=== Task to carry out ===
Please copy out all of the lines below word for word, leaving the pictures out of your copy.
□ □ □ □ □ □ □
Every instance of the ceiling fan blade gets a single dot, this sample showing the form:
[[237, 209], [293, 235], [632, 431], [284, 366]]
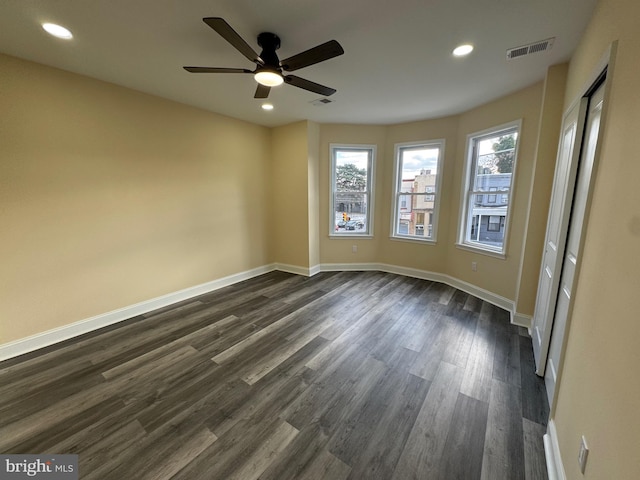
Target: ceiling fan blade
[[216, 70], [262, 91], [312, 56], [309, 85], [231, 36]]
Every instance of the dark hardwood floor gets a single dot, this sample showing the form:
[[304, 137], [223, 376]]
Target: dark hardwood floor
[[353, 375]]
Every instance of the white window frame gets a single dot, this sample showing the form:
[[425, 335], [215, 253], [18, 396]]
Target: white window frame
[[397, 190], [467, 192], [369, 193]]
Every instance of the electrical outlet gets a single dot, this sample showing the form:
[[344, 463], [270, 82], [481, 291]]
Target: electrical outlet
[[584, 453]]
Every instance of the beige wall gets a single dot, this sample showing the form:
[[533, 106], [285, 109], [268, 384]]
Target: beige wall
[[539, 197], [109, 197], [499, 275], [599, 390], [290, 220], [313, 181]]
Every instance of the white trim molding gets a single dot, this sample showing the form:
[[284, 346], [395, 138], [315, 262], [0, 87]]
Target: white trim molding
[[56, 335], [555, 468], [521, 320]]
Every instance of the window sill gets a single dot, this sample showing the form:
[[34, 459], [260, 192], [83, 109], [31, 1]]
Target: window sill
[[334, 236], [481, 251]]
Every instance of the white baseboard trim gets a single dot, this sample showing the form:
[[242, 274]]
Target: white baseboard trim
[[56, 335], [485, 295], [555, 467], [50, 337]]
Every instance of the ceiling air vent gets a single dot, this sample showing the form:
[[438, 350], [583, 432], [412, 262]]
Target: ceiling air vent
[[541, 46]]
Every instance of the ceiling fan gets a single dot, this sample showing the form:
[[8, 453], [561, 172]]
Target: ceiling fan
[[269, 70]]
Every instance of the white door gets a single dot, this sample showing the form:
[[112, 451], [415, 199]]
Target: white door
[[557, 227], [573, 247]]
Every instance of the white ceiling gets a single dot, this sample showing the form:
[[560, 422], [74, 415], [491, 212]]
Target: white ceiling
[[397, 64]]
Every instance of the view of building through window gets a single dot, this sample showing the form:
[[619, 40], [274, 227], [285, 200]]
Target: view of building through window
[[351, 171], [416, 190]]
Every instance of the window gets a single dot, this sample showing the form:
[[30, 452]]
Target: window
[[491, 161], [351, 189], [416, 190]]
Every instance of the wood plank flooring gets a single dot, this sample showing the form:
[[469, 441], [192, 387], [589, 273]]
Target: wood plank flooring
[[350, 375]]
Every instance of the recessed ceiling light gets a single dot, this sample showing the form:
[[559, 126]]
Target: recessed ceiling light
[[463, 50], [57, 30]]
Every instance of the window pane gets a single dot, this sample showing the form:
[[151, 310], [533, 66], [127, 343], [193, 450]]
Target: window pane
[[351, 212], [417, 174], [490, 170], [351, 173], [416, 221]]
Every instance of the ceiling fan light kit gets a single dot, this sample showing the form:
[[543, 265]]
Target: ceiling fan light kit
[[269, 68]]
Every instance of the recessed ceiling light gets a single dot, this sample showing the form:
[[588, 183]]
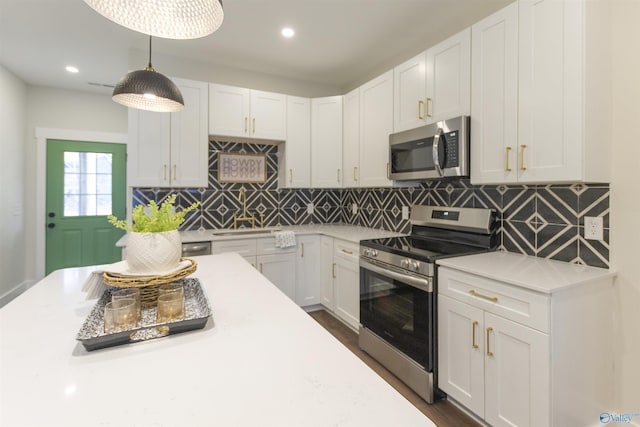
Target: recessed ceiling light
[[288, 32]]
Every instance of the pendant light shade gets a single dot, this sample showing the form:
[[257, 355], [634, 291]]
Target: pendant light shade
[[171, 19], [148, 90]]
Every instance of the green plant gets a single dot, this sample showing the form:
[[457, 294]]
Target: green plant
[[153, 218]]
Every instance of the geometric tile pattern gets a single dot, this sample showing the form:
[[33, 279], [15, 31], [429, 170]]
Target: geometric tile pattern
[[539, 220]]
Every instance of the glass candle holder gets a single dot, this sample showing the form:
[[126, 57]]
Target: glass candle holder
[[131, 293], [120, 315]]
□ □ □ □ □ □ □
=== The result ===
Every instance of the ceiling fan blade gets a single dot, this sample showing the form:
[[237, 209], [293, 235], [632, 431], [284, 366]]
Target: ceiling fan blade
[[216, 70], [262, 91], [312, 56], [309, 85], [231, 36]]
Every instance of the dark hardwood floor gets a single dot, this sample showing the form:
[[304, 137], [223, 376]]
Target: dark hardwood floor
[[353, 375]]
Every instance of the white window frame gets a single dot, this sample showing the form:
[[425, 335], [215, 253], [18, 396]]
Target: white window frame
[[397, 190], [467, 192], [369, 193]]
Every instance of the electrical outlet gets a single dot, this sample showing the form:
[[344, 463], [270, 82], [481, 291]]
Target: electrical outlet
[[584, 453]]
Every instance of the beige wall gets a single dot, this sample showing the form:
[[533, 106], [285, 109], [268, 384]]
Target: beige wall
[[539, 197], [109, 197], [499, 275], [599, 390], [290, 220], [313, 181]]
Every instance of the white trim molding gets a single dot, this sample showing the form:
[[284, 346], [395, 138], [315, 262], [0, 87]]
Target: white trim molding
[[56, 335], [555, 468], [521, 320]]
Every instance of the window sill gets a single dot, this sample showing the form:
[[34, 459], [260, 192], [83, 109], [31, 1]]
Target: window sill
[[334, 236], [481, 251]]
Every instance of the white baseboard trim gets a single dot, this sample showing the form:
[[242, 274]]
Target: white baseboard trim
[[56, 335], [485, 295], [555, 467], [50, 337]]
Every instance of the ceiling air vent gets a single dot, this sample showing the form:
[[438, 350], [583, 432], [412, 262]]
Target: ceiling air vent
[[541, 46]]
Every instance of the ceiling fan gets a single dot, this sample showing the form:
[[8, 453], [561, 172]]
Target: ceiling fan
[[269, 70]]
Every instance of the white door gets a single dot, this sample showing the form:
[[112, 451], [415, 199]]
Target: white door
[[557, 227], [573, 247]]
Every instance of the white ceiling gets a single dot, this sample showing the form:
[[560, 422], [74, 415], [491, 212]]
Target: white ceiling
[[397, 64]]
Every instance of the view of building through window gets a single dot, this sample showing the form:
[[619, 40], [274, 227], [285, 200]]
Target: view of building through window
[[351, 171], [416, 190]]
Every instance of the window gets a single dot, this sample showing the form:
[[30, 452]]
Target: window
[[491, 161], [351, 189], [416, 190]]
Every instance of the wood plank flooring gets a single dot, this sample showing the form:
[[469, 441], [192, 387], [589, 273]]
Target: wood plank flooring
[[350, 375]]
Every instance of the recessed ceiling light gets a single dot, this sample showing the form:
[[559, 126]]
Target: recessed ceiling light
[[463, 50], [57, 30]]
Every instance of the window pane gets a single dot, this sample showing the form:
[[151, 310], [533, 66], [127, 343], [193, 450]]
Target: window pane
[[351, 212], [417, 174], [490, 170], [351, 173], [416, 221]]
Every instance of the ceiling fan light kit gets a single dot, this sample showing the form:
[[543, 265]]
Target: ceiling fan light kit
[[269, 68]]
Every instance of the recessed ceiling light gets a single dot, this sample showing the form:
[[588, 183]]
Target: recessed ceiling light
[[288, 32]]
Every instance of the pendant light shade gets a single dot, this sample showing the form:
[[257, 355], [634, 291]]
Target: pendant light shade
[[171, 19], [148, 90]]
Every instance of the green plant gets a single dot, this sample showing the form:
[[457, 294]]
Target: green plant
[[153, 218]]
Every instance of the geometric tile pattern gets a single dot, this sample showing the form:
[[33, 279], [15, 31], [429, 170]]
Target: geometric tile pattern
[[539, 220]]
Every instance of the glass candle holder gets a single dot, this sample showing the form:
[[126, 57]]
Target: glass candle holder
[[131, 293], [120, 315]]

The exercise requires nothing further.